+++ Passage provided

I was sitting in a booth drinking sodas with my friends, chatting about the changes World War II had brought to our sleepy little Wyoming town. We spoke of how uniforms transformed boys into handsome men and of the exciting parades we marched in, to and from the depot, each time a soldier came home from or left for the fighting.
As we talked of the changes brought by the war, I had no idea how significant those changes would be for my family. Suddenly my father stood above me, his hand heavy on my shoulder, his face sober. His somber look frightened me and turned my thoughts to my oldest brother, who was among the troops that had just invaded France in an intense battle.
“Come with me,” my father said. As we drove through town, sadness permeated the air in the car. We stopped at the edge of town, and Dad sighed to control his tears. Still gripping the steering wheel with his work-worn hands, he blurted out, “Your brother is blind!”
Shock froze my entire body, and time seemed suspended. The words hung in the still air: “Your brother is blind.”
Blind, blind, blind—the word echoed through my soul. Hot tears burned my cheeks, and I wanted to run from the awful news. My beloved brother, Smith, was blind! I pictured him on his last visit home, his light red hair blowing in the breeze, his eyes sparkling at me. Those twinkling eyes—what did they look like now?
No other words passed between us, and he started the car. When he told Mom the news, she barely flinched. She held her head high and said stoically: “Smith will be all right. Our Father in Heaven will help him handle this.”
As word spread and others lamented that such a fine young man, partway through medical school, was now so badly wounded, my mother constantly cheered them and expressed her belief that Heavenly Father would give all of us the strength we needed.
The first time I saw Smith again was in the Dibble Hospital in California, where many injured and blinded soldiers were sent. A ramrod-straight boy holding a white cane walked up to meet us, blue powder burns and scars covering his face. He stared straight ahead with unseeing eyes, and I ran and hugged him, sobbing hysterically. He patted my back, and whispered in his familiar voice, “I’ve never even cried, Beth, not once.” Then he hugged Mom, and at last she cried.

++++++

To do:
**a.** In the passage, where did the narrator first see Smith again?
**b.** Print the part of the passage starting at "Blind, blind, blind—the" and ending at "look like now?".

+++ Data extracts

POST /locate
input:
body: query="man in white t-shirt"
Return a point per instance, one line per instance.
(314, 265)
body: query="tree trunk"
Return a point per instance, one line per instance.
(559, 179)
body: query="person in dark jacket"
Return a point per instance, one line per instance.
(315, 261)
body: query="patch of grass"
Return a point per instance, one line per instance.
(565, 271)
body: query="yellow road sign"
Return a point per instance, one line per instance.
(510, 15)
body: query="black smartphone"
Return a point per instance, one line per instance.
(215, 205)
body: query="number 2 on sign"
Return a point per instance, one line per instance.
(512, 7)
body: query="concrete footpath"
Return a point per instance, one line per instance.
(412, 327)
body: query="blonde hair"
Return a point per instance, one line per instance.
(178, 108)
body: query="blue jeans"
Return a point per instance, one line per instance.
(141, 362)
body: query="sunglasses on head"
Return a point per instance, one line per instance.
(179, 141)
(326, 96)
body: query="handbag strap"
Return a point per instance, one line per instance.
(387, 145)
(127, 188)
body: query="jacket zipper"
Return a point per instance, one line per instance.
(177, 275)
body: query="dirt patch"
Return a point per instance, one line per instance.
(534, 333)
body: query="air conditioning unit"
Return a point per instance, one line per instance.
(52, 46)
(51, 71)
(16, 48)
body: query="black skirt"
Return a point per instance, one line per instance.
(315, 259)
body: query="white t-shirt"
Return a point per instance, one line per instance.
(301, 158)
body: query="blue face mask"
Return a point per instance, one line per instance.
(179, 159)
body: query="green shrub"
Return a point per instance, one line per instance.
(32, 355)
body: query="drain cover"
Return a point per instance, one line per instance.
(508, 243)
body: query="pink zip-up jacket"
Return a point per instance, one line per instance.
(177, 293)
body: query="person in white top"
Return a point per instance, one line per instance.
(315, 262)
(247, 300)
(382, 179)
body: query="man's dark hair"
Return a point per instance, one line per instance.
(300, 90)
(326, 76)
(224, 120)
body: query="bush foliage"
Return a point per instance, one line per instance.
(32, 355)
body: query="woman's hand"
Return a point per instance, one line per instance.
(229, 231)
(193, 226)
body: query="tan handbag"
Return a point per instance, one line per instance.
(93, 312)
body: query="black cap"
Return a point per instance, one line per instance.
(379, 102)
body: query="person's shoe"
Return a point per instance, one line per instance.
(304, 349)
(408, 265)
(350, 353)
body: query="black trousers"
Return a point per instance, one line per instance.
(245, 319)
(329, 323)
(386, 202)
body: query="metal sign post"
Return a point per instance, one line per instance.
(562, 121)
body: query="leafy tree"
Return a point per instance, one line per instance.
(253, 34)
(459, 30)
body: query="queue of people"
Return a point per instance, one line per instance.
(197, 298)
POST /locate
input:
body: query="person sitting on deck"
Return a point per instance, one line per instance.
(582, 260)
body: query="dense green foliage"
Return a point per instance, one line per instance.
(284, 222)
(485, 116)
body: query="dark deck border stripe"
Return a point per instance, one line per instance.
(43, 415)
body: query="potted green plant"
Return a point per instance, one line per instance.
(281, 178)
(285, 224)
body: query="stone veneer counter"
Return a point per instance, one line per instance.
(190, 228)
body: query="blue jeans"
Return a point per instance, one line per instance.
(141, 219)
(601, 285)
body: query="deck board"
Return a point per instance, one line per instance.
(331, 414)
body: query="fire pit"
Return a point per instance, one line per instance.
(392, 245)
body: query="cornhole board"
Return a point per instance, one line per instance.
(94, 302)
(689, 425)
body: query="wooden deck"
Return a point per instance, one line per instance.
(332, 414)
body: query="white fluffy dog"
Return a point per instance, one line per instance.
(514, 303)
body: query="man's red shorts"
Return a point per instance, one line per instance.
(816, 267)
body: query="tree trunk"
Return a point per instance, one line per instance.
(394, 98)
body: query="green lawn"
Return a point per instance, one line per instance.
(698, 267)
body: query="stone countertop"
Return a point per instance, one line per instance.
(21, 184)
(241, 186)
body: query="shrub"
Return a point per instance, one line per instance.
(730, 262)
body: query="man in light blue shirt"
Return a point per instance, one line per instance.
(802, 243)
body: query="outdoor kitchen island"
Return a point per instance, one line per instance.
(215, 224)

++++++

Written responses:
**a.** In the Dibble Hospital in California.

**b.**
Blind, blind, blind—the word echoed through my soul. Hot tears burned my cheeks, and I wanted to run from the awful news. My beloved brother, Smith, was blind! I pictured him on his last visit home, his light red hair blowing in the breeze, his eyes sparkling at me. Those twinkling eyes—what did they look like now?